■ **Task prompt**
Reproduce exactly the final portion of the data: every line from the one containing "Can you find the woman" through the last line, inclusive.

>> begin

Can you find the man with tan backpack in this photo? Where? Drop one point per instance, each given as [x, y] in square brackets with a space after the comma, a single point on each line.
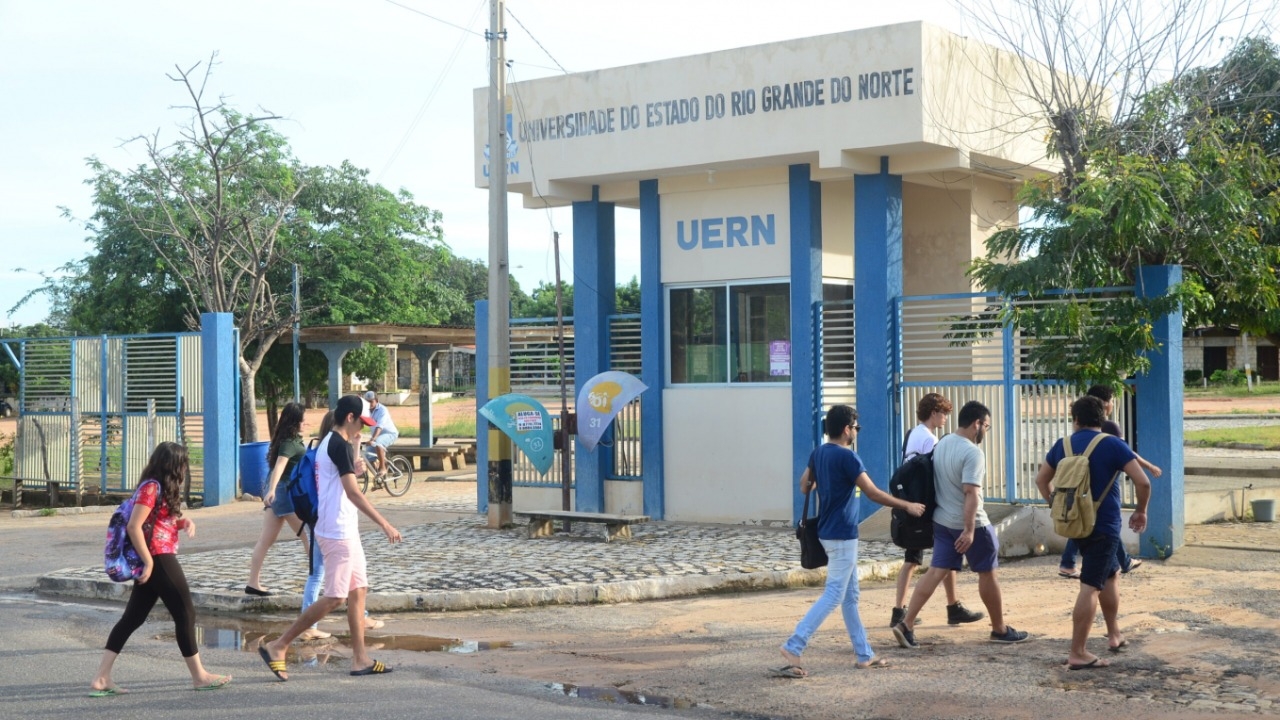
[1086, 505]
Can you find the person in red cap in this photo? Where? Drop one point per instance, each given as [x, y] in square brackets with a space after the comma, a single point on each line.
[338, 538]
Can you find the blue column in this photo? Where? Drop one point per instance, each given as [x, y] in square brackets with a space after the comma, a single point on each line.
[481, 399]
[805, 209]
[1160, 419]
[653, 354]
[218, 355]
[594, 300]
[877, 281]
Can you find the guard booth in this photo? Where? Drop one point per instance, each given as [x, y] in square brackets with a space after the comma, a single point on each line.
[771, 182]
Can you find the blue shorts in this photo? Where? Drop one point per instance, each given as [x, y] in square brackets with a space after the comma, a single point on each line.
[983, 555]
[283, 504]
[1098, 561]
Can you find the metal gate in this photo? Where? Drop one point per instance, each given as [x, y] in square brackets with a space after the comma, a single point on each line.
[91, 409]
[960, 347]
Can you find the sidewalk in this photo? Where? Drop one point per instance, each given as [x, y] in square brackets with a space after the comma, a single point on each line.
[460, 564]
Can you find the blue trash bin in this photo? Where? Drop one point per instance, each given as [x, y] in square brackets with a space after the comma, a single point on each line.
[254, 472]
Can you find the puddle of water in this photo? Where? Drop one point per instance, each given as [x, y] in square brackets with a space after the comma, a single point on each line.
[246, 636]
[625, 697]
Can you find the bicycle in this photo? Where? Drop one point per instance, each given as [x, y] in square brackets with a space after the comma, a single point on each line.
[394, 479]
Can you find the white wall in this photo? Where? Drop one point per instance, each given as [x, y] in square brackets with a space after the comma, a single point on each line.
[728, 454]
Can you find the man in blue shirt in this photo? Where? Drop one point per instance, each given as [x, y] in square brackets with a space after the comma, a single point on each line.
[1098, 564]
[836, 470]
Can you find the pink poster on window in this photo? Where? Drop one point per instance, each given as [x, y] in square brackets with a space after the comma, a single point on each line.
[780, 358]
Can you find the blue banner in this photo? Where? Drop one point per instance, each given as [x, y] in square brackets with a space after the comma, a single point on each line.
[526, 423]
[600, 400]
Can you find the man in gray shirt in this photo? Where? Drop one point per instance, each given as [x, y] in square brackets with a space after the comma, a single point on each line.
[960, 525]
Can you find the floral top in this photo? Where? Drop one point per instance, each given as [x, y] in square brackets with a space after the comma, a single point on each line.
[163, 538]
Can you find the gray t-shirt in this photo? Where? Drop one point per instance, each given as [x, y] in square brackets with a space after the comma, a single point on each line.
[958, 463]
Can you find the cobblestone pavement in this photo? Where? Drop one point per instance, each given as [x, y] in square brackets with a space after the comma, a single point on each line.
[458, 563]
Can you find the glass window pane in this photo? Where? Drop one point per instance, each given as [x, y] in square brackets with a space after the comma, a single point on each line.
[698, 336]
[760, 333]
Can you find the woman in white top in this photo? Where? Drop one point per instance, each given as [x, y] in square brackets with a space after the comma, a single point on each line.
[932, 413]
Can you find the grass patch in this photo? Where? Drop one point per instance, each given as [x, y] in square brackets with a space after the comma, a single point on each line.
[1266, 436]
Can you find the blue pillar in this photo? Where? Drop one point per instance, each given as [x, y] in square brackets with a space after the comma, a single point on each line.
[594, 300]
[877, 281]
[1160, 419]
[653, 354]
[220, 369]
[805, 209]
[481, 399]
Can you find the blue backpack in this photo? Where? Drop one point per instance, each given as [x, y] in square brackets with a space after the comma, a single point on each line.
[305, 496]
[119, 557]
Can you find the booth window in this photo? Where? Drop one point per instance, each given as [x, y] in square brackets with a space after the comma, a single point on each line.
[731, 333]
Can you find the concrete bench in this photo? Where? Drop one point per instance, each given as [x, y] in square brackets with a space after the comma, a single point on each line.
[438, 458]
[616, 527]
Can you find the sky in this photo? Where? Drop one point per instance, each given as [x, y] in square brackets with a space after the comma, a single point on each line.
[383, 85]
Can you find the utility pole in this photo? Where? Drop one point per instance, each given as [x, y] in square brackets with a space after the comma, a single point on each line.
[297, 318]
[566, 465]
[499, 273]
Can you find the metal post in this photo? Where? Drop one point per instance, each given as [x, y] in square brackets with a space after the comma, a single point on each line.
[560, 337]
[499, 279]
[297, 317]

>> end

■ **Answer to the task**
Can you find the woman in white top in this photo? Where? Drop one point per instance, each given as [x, y] in square brackets with a space after the comma, a single point on each line.
[932, 413]
Can you find the grass patch in this photo? Where? Drop one point per instance, each given as [x, y] in square brackets with a space after the comma, a single point on each line.
[1266, 436]
Can you find the blue pillar in this photo? Where? Drop one point per instance, each given as [x, y] in square brackets with a space after the comma, a single point on each line.
[594, 300]
[877, 281]
[1160, 419]
[653, 354]
[220, 369]
[805, 209]
[481, 399]
Can you find the blue backpack in this photo? Where? Drop one point per instance, each given as [x, y] in square brackets with a space after the comma, a single point on each line.
[305, 496]
[119, 557]
Can you find the booth window in this photo? Where? Drop one point per instance, each given as [x, y] in square brackets with a space after the comma, a single point on each line.
[731, 333]
Can you find the concrete bench in this photo? Where? Drop one point per instance, each given as [x, y] in square brackets with a space after the comma, a single point on each line.
[438, 458]
[616, 527]
Can you find the sky in this photo? Where? Drop one point per instance, each given as [x, y] in square brackets with a space after the comma, a single point on each line.
[383, 85]
Can you find the utility pole in this photo? Where? Drop one point per instance, each given as [x, y] in square brackets with a space after the comma, a single point on each line.
[297, 318]
[566, 465]
[499, 273]
Can you find the metal post in this photo? Where? Drop one point per instance, each given as [x, y] in square brackets with a space after the comma, a single point on each line.
[560, 337]
[499, 279]
[297, 317]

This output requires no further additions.